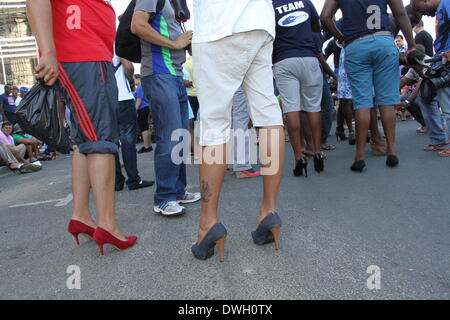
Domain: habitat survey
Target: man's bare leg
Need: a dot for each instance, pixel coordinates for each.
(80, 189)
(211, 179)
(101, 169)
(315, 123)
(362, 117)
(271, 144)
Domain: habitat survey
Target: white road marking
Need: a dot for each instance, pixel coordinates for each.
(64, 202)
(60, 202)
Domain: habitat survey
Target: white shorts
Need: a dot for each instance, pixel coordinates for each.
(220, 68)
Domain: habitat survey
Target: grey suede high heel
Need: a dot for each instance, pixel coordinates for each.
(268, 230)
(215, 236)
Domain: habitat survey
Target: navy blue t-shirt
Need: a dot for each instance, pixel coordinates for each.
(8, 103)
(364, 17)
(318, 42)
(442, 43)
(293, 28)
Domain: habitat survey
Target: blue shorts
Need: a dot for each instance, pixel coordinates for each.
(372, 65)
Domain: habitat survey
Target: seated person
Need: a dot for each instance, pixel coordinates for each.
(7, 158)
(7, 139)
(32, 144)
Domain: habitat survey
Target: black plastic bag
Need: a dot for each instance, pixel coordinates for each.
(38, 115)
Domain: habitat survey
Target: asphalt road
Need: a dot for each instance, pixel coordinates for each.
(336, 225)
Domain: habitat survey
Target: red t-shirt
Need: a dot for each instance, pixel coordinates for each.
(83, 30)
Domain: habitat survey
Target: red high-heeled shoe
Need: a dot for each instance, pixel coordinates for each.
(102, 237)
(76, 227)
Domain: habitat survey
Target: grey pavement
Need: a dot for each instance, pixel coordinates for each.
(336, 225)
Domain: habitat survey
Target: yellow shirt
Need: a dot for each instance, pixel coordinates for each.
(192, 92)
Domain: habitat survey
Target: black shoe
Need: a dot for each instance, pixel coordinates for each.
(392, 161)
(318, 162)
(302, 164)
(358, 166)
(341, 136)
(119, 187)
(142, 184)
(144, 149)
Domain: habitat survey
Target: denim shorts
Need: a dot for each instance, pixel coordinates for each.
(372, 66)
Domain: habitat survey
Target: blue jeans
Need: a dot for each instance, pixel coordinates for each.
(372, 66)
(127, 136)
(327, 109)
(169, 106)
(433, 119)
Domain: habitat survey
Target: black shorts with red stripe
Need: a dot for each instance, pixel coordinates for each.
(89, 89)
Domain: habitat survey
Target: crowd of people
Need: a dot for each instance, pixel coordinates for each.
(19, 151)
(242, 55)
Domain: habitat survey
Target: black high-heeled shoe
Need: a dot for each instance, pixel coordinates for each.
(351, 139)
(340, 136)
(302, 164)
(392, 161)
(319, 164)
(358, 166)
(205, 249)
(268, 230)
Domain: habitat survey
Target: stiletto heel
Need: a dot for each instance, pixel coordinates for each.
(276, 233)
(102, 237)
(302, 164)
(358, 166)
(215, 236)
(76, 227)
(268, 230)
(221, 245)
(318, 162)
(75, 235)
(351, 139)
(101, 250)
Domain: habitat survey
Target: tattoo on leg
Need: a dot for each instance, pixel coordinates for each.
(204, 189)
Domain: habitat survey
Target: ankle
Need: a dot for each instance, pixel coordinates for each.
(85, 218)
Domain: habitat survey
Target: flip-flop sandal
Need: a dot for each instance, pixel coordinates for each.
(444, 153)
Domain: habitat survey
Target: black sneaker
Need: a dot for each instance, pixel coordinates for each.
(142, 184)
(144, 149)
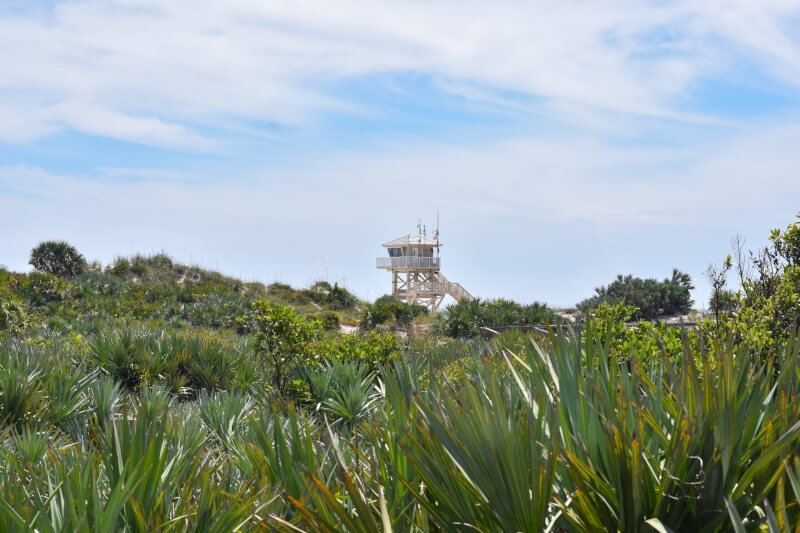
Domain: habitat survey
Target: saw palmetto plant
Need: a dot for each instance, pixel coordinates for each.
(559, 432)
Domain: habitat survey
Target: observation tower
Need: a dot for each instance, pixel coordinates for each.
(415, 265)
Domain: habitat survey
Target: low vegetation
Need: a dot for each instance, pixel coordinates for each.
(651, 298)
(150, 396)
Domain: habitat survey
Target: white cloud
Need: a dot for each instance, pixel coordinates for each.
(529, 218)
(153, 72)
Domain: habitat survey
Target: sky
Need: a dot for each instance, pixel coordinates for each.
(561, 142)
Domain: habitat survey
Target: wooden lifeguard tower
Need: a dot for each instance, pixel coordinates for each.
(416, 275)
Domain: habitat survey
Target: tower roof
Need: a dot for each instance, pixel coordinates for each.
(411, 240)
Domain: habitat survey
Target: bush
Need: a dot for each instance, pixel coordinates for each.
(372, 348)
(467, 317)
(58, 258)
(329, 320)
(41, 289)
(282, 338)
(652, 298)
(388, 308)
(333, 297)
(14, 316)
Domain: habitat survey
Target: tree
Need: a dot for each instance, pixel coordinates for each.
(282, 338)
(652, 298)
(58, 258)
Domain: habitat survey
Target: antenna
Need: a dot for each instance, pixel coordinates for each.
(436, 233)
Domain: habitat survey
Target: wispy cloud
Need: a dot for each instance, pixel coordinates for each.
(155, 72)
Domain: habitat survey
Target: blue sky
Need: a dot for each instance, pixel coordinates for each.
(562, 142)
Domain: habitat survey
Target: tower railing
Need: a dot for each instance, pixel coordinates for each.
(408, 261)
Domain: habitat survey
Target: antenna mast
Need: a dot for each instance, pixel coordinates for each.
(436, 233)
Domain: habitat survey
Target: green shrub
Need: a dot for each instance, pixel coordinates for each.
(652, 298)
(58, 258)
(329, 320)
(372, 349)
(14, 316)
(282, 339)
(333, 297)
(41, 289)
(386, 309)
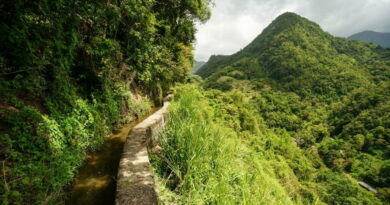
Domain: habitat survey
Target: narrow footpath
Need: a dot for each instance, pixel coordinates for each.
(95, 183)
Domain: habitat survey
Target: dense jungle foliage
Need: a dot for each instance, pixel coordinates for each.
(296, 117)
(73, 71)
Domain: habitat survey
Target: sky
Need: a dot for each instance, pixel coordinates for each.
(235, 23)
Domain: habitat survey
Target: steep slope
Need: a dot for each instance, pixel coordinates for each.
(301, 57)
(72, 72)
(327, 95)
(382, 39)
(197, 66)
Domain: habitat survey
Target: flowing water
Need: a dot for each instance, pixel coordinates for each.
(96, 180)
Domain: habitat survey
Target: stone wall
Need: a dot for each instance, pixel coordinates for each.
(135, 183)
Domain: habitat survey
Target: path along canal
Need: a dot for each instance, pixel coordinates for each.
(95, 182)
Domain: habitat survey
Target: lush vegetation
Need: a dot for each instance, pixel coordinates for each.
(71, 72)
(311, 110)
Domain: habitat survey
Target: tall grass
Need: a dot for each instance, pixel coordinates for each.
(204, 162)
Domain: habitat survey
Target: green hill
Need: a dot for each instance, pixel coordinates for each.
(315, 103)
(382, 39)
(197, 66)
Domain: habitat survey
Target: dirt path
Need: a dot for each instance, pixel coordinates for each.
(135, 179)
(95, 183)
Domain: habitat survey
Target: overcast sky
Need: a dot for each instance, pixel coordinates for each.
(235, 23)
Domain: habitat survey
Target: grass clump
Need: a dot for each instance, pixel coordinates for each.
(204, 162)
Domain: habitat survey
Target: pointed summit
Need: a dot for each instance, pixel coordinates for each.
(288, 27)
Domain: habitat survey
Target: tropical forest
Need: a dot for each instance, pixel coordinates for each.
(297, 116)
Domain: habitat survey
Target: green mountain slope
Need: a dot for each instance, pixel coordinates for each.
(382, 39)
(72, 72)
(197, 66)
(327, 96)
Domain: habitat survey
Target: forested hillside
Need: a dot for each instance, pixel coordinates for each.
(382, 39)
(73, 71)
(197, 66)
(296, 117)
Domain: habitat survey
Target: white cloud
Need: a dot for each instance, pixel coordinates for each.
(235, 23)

• **Given instruction**
Return each line from the material above exactly, but not the pictures.

• **Result for this task**
Domain: habitat survey
Target: man's bare leg
Need: a dot for each instance, pixel coordinates for each.
(80, 189)
(211, 179)
(101, 169)
(315, 123)
(362, 117)
(271, 144)
Domain: habitat survey
Target: white road marking
Need: a dot for each instance, pixel coordinates for each.
(64, 202)
(60, 202)
Domain: habitat survey
Target: white shorts
Need: a dot for each instance, pixel coordinates for each.
(220, 68)
Domain: habitat survey
Target: grey suede high heel
Need: a dot for each instance, pixel coordinates for each.
(268, 230)
(215, 236)
Domain: habitat survey
Target: navy blue t-shirt
Need: a dot for each instance, pixel coordinates for each.
(8, 103)
(364, 17)
(318, 42)
(442, 43)
(293, 28)
Domain: habitat survey
Target: blue shorts
Need: a dot for each instance, pixel coordinates for each.
(372, 65)
Domain: habitat survey
Target: seated person
Need: a dot for each instance, pixel coordinates for each.
(7, 158)
(7, 139)
(32, 144)
Domain: habitat survey
Target: black plastic bag
Need: a dot for each instance, pixel coordinates for each.
(38, 115)
Domain: habitat survey
Target: asphalt road
Need: a dot for each instance, pixel coordinates for each.
(336, 225)
Domain: habitat survey
Target: red t-shirt
Need: a dot for each instance, pixel coordinates for each.
(83, 30)
Domain: habitat survey
Target: red high-heeled shoe
Need: a dot for each instance, pixel coordinates for each.
(102, 237)
(76, 227)
Domain: habitat survey
Target: grey pavement
Need: a dot for each instance, pixel coordinates for each.
(336, 225)
Domain: habitat survey
Target: yellow shirt
Need: a dot for each instance, pixel coordinates for each.
(192, 92)
Domain: habitat survey
Target: black shoe
Need: a dot for each instance, pixel coordinates for each.
(392, 161)
(318, 162)
(302, 164)
(358, 166)
(341, 136)
(119, 187)
(142, 184)
(144, 149)
Domain: habitat survey
Target: denim shorts
Need: a dot for each instance, pixel coordinates for each.
(372, 66)
Domain: habitat survey
Target: blue jeans
Need: a dot for each instance, pixel coordinates for each.
(372, 66)
(127, 136)
(327, 109)
(169, 106)
(433, 119)
Domain: habitat survey
Target: black shorts with red stripe
Need: a dot for each instance, pixel coordinates for each.
(89, 89)
Domain: habitat survey
Target: crowd of people
Need: a dot for each instance, pixel coordinates for each.
(19, 151)
(242, 55)
Domain: habitat survey
Target: black high-heeled shoe
Need: a dot for each instance, pixel coordinates for each.
(351, 139)
(340, 136)
(302, 164)
(392, 161)
(319, 164)
(358, 166)
(205, 249)
(268, 230)
Domain: habitat survey
Target: stiletto heel
Need: a dot for each instance, pixel coordinates for each.
(276, 233)
(102, 237)
(302, 164)
(358, 166)
(215, 236)
(76, 227)
(268, 230)
(221, 245)
(318, 162)
(75, 235)
(351, 139)
(101, 250)
Domain: habitat survey
Target: tattoo on leg
Need: a dot for each instance, pixel coordinates for each.
(204, 189)
Domain: habitat survey
Target: ankle
Need: a dot for each instance, pixel coordinates for each.
(85, 218)
Domain: habitat survey
Target: flip-flop sandal
Need: a dot for each instance, pixel coordinates for each.
(444, 153)
Domain: habitat survey
Target: black sneaker
Need: a dot for each instance, pixel coordinates for each.
(142, 184)
(144, 149)
Domain: habitat survey
Target: saw palmetto plant
Need: a dot for each instance, pixel coordinates for each.
(559, 432)
Domain: habitat survey
Target: observation tower
Need: a dot for each instance, pixel coordinates for each.
(415, 265)
Domain: habitat survey
Target: low vegetation
Need: a dot for each instance, pixel coordinates for each.
(651, 298)
(150, 396)
Domain: habitat survey
Target: white cloud
Need: a dot for each instance, pixel coordinates for each.
(529, 218)
(153, 72)
Domain: habitat survey
Target: sky
Need: a dot for each instance, pixel coordinates for each.
(561, 142)
Domain: habitat survey
Target: wooden lifeguard tower
Need: a dot for each instance, pixel coordinates for each.
(416, 275)
Domain: habitat survey
Target: tower roof
Need: a dot for each instance, pixel coordinates for each.
(411, 240)
Domain: habitat survey
Target: bush
Need: a dot for each instance, pixel coordinates for each.
(372, 348)
(467, 317)
(58, 258)
(329, 320)
(41, 289)
(282, 338)
(652, 298)
(388, 308)
(333, 297)
(14, 316)
Domain: habitat survey
Target: tree
Need: a dot for each instance, pixel coordinates for each.
(282, 338)
(652, 298)
(58, 258)
Domain: habitat survey
Target: antenna
Need: a dot for each instance, pixel coordinates for each.
(436, 233)
Domain: habitat survey
Target: wispy cloud
Need: a dot for each instance, pixel coordinates for each.
(155, 72)
Domain: habitat survey
Target: blue sky
Need: a dot for each instance, pixel coordinates for each.
(562, 142)
Domain: habitat survey
Target: tower railing
Need: a dot for each instance, pixel coordinates for each.
(408, 261)
Domain: habitat survey
Target: antenna mast
Need: a dot for each instance, pixel coordinates for each.
(436, 233)
Domain: habitat survey
Target: green shrub
Need: a dot for each instance, pixel coordinates for each.
(652, 298)
(58, 258)
(329, 320)
(372, 349)
(14, 316)
(282, 339)
(333, 297)
(41, 289)
(386, 309)
Domain: habitat survey
Target: narrow footpath
Need: a dot for each instance, pixel coordinates for each.
(95, 183)
Domain: habitat survey
Target: dense jungle foliage
Need: a dot for each instance, pixel coordinates for each.
(296, 117)
(73, 71)
Domain: habitat survey
Target: sky
Need: a dot for each instance, pixel coordinates for each.
(235, 23)
Domain: habitat survey
Target: steep slope
Need: a dot for each instance, pixel coordinates for each.
(301, 57)
(72, 72)
(327, 95)
(382, 39)
(197, 66)
Domain: habitat survey
Target: flowing water
Need: a dot for each instance, pixel coordinates for each.
(96, 180)
Domain: habitat survey
Target: stone wall
Need: a dot for each instance, pixel coordinates for each.
(135, 183)
Domain: habitat survey
Target: path along canal
Need: a dot for each instance, pixel coordinates for each.
(95, 182)
Domain: habitat survey
Target: lush vegetation
Need: a dot for each instance, pixel coordinates for each.
(71, 72)
(311, 110)
Domain: habitat survey
Target: tall grass
Need: a dot for each instance, pixel coordinates for each.
(204, 162)
Domain: habitat survey
Target: green hill
Need: a dot for each instance, pixel coordinates for each.
(315, 103)
(382, 39)
(197, 66)
Domain: habitat survey
Target: dirt path
Need: a dot for each instance, pixel coordinates for each.
(135, 179)
(95, 183)
Domain: habitat survey
Target: overcast sky
Need: a dot for each instance, pixel coordinates for each.
(235, 23)
Domain: habitat survey
Target: grass clump
Need: a dot for each instance, pixel coordinates for each.
(204, 162)
Domain: habitat survey
Target: pointed summit
Need: a dot for each instance, pixel coordinates for each.
(288, 27)
Domain: habitat survey
Target: tropical forest
Need: a dot for each instance, pixel coordinates for each.
(297, 116)
Domain: habitat survey
Target: green mountain slope
Need: a dot for each instance, pixel coordinates for each.
(382, 39)
(72, 72)
(197, 66)
(327, 96)
Domain: habitat survey
Target: forested hillside
Need: a dot for each instance, pixel coordinates for each.
(382, 39)
(73, 71)
(197, 66)
(296, 117)
Domain: habitat survey
Target: white cloud
Need: a dot for each instance, pixel coordinates for each.
(235, 23)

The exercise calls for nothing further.